● **Aim**
What do the lines from the one containing "Could you point out the young woman with braid" through the end of the entries say? Quote them exactly, and only them.

● **Data extract**
** begin **

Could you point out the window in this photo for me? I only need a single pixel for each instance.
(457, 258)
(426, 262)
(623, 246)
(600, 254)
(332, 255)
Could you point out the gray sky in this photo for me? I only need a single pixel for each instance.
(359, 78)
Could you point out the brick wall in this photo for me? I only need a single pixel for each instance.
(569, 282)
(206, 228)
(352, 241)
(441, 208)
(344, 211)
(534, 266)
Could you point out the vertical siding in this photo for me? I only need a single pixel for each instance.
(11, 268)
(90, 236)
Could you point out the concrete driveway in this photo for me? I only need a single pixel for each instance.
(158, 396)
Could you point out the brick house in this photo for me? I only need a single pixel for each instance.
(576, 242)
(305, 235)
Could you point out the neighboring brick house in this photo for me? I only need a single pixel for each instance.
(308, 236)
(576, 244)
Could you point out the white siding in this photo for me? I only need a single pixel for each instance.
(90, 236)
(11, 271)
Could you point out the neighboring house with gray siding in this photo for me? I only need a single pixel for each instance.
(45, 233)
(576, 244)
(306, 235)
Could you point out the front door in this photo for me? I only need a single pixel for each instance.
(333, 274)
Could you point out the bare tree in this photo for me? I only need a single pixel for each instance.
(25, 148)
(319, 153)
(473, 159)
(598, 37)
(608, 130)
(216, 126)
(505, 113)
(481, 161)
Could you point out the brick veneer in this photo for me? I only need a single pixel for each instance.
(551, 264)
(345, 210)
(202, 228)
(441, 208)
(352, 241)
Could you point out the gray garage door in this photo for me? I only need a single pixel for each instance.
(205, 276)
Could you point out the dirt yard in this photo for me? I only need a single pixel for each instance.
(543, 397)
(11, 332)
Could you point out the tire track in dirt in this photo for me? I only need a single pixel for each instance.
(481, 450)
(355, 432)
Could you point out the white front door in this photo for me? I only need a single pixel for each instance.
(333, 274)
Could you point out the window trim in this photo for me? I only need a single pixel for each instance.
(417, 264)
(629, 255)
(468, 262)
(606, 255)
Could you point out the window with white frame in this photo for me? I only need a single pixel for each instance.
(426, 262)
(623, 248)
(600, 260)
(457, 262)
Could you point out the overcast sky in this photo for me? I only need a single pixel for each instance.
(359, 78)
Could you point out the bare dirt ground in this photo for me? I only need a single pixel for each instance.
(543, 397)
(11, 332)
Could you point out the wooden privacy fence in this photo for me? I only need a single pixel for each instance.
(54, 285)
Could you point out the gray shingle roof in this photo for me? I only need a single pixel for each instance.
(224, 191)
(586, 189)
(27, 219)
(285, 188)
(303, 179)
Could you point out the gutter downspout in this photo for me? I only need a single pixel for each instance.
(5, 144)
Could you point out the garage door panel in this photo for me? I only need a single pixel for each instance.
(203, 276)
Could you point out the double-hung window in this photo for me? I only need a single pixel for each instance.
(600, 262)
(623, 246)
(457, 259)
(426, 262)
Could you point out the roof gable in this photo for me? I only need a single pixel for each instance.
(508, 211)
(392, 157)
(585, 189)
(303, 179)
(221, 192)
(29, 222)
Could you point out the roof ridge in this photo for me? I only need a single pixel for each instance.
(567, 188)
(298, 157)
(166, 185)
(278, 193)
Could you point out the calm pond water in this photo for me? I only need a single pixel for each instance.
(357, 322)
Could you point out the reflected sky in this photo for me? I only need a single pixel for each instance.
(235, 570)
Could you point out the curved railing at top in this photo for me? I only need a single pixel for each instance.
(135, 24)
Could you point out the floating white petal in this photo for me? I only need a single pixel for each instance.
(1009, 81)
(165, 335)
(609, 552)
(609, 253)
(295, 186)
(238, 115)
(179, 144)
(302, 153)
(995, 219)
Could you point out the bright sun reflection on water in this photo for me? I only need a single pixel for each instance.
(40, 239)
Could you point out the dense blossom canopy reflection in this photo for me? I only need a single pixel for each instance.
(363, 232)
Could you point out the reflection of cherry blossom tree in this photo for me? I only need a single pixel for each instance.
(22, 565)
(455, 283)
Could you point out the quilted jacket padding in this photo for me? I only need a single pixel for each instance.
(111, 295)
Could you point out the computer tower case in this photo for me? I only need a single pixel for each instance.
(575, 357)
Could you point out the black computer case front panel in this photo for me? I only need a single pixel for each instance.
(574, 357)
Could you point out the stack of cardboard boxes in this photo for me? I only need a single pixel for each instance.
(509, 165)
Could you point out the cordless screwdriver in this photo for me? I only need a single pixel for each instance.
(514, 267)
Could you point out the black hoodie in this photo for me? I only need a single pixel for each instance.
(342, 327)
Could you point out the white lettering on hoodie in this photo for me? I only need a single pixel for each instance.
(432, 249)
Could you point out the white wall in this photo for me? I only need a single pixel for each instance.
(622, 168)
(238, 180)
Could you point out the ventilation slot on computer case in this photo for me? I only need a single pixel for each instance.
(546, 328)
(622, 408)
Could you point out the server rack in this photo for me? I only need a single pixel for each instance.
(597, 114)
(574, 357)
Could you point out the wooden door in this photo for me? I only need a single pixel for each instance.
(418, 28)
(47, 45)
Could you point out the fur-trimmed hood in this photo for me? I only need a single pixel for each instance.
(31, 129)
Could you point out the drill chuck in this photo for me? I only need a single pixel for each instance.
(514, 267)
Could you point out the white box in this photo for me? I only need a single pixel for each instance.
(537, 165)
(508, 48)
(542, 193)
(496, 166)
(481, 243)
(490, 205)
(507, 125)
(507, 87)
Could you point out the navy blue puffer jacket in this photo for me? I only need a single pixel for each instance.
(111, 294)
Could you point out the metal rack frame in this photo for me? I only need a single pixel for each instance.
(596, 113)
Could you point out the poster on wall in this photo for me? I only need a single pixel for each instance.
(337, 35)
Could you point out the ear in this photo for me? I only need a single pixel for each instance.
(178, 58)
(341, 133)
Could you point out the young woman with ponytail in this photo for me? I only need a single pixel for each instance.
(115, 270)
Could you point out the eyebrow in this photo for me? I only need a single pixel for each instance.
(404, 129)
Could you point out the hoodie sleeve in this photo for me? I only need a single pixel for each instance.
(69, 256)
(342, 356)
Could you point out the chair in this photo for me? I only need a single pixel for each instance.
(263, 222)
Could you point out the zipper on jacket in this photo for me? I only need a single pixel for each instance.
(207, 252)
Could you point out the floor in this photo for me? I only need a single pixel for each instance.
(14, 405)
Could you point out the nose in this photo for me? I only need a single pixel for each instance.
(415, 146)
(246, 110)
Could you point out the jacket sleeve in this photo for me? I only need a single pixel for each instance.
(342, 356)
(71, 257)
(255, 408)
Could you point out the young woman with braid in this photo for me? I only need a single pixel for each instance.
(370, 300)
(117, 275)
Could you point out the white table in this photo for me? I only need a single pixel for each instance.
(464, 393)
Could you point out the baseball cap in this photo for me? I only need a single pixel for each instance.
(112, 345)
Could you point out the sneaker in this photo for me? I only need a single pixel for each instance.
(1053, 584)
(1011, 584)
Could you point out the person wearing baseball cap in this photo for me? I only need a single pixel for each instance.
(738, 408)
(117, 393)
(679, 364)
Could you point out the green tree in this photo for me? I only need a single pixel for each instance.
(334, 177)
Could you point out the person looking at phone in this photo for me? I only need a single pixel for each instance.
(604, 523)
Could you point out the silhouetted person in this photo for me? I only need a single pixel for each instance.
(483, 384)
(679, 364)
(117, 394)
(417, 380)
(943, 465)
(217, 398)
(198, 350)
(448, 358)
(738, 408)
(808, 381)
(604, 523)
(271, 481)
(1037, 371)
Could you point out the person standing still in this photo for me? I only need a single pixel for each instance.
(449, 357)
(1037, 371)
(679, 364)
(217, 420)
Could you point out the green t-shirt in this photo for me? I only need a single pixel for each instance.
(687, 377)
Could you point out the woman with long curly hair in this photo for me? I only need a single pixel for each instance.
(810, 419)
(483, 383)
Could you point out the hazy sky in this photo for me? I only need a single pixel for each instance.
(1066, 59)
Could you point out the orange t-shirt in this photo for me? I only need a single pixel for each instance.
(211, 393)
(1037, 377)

** end **

● **Right answer**
Could you point out the young woman with braid in this photo for me? I only need a single pixel for each instance.
(370, 300)
(117, 275)
Could you point out the white table in this photo for me? I only need a single pixel for each instance.
(464, 393)
Could you point out the baseball cap in this photo for me? I only need a single pixel for each instance.
(112, 345)
Could you point out the sneaker in this photo for me? I only need a single pixel for each instance.
(1053, 584)
(1011, 584)
Could you point out the person wearing baseball cap in this photo for me? I only need a single pixel for each instance.
(738, 408)
(117, 393)
(679, 364)
Could you point out the green tree in this photo for me? I only need a single pixel for each instance.
(334, 177)
Could you point out the person looking at phone in this photo for me? I only need a single pixel for each instance.
(604, 523)
Could you point out the silhouetted person in this photo for me? I only need a single pixel for each instance.
(483, 384)
(679, 364)
(117, 394)
(417, 380)
(943, 465)
(217, 398)
(198, 350)
(448, 358)
(738, 408)
(808, 381)
(604, 523)
(271, 481)
(1037, 371)
Could you point out the person standing still in this photo for me? I only need a single pixel for each instance.
(449, 357)
(1037, 371)
(679, 364)
(217, 420)
Could you point out the green t-shirt in this photo for me? I only need a single pixel for each instance.
(687, 377)
Could you point out the woman with long curly hair in this photo for me? I only need a single pixel for each instance.
(810, 419)
(483, 383)
Could you point out the hazy sky in this photo for me? I only need a single pixel for each instance.
(1066, 59)
Could you point out the orange t-shirt in this photo for me? I only need a single pixel for each instance.
(211, 393)
(1037, 377)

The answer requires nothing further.